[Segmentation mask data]

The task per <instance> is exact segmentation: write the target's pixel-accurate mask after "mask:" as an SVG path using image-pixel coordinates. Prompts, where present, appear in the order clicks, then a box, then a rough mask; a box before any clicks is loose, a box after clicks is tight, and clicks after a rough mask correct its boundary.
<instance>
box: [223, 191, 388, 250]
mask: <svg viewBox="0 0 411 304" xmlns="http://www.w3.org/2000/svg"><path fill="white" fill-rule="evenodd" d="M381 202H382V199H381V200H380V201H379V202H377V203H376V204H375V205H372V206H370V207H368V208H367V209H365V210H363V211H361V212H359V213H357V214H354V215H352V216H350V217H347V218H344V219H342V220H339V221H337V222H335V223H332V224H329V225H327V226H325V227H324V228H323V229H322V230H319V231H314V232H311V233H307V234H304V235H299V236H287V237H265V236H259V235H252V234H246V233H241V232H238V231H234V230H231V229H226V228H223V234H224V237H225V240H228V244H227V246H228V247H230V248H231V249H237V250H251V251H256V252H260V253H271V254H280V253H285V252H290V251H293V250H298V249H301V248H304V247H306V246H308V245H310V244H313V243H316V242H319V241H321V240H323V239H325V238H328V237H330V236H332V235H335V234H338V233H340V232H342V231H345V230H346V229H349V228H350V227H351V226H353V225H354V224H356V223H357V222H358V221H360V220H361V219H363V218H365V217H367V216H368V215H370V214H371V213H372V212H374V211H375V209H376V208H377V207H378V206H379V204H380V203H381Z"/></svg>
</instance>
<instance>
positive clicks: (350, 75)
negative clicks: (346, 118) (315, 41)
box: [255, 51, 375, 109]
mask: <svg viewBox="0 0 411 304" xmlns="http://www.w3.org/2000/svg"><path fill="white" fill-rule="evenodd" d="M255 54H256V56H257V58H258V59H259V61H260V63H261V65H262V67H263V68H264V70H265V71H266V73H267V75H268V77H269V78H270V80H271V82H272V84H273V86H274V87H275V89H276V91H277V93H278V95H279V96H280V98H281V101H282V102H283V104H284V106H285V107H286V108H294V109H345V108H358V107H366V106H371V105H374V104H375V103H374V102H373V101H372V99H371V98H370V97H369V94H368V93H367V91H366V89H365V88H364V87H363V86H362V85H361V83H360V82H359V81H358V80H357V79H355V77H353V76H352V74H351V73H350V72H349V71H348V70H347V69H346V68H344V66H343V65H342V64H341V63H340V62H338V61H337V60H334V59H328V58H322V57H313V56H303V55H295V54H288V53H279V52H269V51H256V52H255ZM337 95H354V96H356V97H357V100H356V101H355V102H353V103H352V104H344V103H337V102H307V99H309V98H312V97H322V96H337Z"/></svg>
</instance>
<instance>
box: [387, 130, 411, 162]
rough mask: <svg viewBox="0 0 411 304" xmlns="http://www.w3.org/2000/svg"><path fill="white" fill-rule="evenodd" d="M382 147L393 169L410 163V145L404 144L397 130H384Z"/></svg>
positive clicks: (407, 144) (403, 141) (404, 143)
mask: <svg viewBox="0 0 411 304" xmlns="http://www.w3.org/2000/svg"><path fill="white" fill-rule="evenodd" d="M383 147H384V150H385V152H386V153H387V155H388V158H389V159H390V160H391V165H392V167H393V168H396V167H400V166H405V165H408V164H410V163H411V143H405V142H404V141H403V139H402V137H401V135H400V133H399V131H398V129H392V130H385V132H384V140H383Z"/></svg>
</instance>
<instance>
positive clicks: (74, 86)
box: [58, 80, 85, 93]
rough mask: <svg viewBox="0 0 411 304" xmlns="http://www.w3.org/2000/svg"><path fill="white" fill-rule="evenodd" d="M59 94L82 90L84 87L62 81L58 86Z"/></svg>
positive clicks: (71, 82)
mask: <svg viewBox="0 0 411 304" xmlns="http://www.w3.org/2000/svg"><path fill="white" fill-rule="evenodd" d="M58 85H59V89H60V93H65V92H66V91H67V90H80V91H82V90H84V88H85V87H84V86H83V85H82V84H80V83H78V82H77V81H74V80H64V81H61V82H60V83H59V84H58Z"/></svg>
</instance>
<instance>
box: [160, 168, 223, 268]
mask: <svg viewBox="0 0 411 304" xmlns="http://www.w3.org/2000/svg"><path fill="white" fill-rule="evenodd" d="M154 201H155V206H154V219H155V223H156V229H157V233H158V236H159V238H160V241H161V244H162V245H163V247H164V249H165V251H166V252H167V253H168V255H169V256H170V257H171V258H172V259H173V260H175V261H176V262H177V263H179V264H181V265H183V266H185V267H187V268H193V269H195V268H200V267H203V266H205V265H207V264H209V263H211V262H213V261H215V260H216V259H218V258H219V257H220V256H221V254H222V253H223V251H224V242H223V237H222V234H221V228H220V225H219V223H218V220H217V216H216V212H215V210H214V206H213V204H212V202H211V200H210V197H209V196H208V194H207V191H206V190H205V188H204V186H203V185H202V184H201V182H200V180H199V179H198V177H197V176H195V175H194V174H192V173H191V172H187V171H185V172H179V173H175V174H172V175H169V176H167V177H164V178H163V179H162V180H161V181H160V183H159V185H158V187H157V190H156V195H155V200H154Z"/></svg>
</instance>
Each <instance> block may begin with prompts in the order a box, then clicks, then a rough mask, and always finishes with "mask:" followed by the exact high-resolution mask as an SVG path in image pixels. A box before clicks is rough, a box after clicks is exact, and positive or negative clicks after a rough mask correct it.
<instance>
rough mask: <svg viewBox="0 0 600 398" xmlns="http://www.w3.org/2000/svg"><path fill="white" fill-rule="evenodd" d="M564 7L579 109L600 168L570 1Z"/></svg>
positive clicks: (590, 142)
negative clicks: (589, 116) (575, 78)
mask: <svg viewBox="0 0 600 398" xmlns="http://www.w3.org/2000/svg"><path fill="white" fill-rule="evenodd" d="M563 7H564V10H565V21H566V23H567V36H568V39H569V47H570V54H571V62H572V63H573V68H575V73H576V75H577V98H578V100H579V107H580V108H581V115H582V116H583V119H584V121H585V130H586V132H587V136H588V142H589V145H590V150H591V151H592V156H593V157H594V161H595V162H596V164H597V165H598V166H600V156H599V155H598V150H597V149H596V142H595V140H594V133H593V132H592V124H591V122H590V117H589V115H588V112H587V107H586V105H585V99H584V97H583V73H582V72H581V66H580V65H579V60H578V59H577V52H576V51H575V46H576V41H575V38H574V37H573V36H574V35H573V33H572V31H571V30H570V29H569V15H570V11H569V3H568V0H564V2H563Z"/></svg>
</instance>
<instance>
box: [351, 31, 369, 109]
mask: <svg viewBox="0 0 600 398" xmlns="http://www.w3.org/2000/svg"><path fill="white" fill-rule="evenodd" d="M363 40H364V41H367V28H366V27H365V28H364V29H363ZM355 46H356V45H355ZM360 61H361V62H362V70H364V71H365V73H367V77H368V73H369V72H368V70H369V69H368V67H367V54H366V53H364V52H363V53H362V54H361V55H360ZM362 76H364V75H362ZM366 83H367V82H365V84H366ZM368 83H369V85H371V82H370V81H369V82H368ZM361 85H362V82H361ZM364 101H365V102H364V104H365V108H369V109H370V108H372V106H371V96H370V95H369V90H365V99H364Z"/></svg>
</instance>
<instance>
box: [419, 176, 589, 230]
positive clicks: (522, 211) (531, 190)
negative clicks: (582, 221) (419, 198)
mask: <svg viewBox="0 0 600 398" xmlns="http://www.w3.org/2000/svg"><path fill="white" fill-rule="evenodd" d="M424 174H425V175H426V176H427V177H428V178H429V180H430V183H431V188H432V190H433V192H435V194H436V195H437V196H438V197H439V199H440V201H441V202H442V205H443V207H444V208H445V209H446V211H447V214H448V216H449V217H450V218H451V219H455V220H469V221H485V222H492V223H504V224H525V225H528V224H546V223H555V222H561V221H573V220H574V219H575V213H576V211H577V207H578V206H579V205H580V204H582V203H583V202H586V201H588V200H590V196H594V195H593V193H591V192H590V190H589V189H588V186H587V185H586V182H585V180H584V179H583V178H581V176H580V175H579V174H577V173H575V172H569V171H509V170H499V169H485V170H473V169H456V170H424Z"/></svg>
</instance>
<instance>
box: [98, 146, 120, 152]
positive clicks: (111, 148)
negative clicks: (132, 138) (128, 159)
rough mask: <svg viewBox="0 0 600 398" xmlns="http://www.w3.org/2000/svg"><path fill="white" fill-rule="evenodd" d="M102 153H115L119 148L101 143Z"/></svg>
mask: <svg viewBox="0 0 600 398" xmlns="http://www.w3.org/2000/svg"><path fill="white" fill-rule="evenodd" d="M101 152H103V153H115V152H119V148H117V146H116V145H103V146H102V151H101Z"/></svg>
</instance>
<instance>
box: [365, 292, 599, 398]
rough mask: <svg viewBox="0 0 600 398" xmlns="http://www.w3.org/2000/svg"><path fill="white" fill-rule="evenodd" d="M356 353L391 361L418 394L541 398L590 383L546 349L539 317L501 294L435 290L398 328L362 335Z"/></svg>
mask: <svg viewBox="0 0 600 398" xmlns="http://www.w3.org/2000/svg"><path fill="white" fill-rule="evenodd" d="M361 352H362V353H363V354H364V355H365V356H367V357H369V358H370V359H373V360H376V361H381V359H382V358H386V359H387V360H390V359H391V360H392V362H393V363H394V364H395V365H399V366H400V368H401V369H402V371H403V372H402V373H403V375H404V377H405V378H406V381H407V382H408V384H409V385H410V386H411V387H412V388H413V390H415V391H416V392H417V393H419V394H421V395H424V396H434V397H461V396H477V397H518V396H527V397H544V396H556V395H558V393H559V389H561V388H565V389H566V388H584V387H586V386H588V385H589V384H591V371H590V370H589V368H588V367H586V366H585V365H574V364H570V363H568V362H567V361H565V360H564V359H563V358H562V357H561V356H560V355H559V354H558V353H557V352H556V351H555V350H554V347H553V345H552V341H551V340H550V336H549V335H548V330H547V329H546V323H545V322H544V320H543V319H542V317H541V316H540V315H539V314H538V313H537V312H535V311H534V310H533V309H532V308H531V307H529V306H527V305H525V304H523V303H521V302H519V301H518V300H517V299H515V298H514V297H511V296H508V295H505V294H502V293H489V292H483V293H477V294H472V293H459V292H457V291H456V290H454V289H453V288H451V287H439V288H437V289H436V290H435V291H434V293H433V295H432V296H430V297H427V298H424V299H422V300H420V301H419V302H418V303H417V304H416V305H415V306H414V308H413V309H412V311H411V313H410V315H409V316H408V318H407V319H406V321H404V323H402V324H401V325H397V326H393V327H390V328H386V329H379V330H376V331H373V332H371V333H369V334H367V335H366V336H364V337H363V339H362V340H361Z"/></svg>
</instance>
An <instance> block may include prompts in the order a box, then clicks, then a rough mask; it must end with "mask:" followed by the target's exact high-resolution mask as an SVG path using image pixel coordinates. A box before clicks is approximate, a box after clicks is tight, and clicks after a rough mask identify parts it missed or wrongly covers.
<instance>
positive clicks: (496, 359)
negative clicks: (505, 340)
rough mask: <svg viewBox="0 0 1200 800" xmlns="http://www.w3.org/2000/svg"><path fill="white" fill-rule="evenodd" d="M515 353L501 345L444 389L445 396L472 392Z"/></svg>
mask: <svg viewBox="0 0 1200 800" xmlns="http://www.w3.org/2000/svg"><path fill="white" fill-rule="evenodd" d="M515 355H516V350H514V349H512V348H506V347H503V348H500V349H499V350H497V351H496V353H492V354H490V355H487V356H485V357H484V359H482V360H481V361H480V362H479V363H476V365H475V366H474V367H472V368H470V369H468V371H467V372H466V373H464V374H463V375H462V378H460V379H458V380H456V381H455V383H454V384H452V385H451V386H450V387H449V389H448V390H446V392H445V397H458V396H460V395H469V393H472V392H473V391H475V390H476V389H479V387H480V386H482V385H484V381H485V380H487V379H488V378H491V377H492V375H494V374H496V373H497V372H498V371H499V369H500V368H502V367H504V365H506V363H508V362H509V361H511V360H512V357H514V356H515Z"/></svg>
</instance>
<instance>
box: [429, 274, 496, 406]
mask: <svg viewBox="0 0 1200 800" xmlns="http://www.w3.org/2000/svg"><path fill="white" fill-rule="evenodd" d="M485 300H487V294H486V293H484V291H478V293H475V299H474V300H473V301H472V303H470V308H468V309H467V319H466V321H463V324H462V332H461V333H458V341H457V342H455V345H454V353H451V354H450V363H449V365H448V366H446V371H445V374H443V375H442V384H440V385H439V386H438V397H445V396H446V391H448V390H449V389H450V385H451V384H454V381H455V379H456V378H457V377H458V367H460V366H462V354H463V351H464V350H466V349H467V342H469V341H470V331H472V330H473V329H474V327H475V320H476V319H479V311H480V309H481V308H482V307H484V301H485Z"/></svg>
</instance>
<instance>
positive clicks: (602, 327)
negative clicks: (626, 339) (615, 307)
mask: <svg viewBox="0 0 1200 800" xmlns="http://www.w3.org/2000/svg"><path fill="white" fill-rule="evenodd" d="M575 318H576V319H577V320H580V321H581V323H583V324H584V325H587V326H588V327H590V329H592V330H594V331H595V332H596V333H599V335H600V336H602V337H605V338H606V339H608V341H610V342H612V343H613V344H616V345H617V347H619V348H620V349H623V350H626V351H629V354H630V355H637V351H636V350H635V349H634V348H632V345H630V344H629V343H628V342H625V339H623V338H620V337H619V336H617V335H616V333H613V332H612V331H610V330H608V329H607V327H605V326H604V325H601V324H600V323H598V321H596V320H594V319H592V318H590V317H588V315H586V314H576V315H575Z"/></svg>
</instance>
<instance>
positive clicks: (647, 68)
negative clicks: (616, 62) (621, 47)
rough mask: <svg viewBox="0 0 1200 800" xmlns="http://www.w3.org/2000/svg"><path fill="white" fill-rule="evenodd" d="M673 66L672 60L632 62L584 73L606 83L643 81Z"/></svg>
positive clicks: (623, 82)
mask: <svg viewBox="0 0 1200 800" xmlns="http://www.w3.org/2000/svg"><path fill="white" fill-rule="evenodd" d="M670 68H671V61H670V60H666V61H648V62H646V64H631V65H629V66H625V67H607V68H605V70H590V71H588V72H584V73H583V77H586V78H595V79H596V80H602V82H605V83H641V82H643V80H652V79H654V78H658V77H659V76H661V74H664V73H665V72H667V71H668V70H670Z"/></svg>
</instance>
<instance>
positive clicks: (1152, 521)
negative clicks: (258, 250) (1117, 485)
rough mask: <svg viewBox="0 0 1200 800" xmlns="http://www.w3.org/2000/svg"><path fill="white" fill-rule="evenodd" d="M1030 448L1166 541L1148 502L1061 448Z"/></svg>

## The problem
Find the word "correct" in the entries above, then copy each line that holds it.

## Result
The task per <instance> is exact segmentation: write the target's pixel-accurate mask after "mask:" as an SVG path using image-pixel coordinates. Prompts, where present, appear in the order clicks, then a box, then a rough mask; a box before any clicks is loose, a box after clicks is tight, and clicks after a rough mask correct its boundary.
Each <instance> block may begin with prompts in the order a box, then clicks, then a rough mask, and always finishes with "mask:" followed by the exact high-resolution mask as an SVG path in image pixels. A box before clicks is rough, a box after clicks is exact, and positive or negative clicks after a rough mask correct it.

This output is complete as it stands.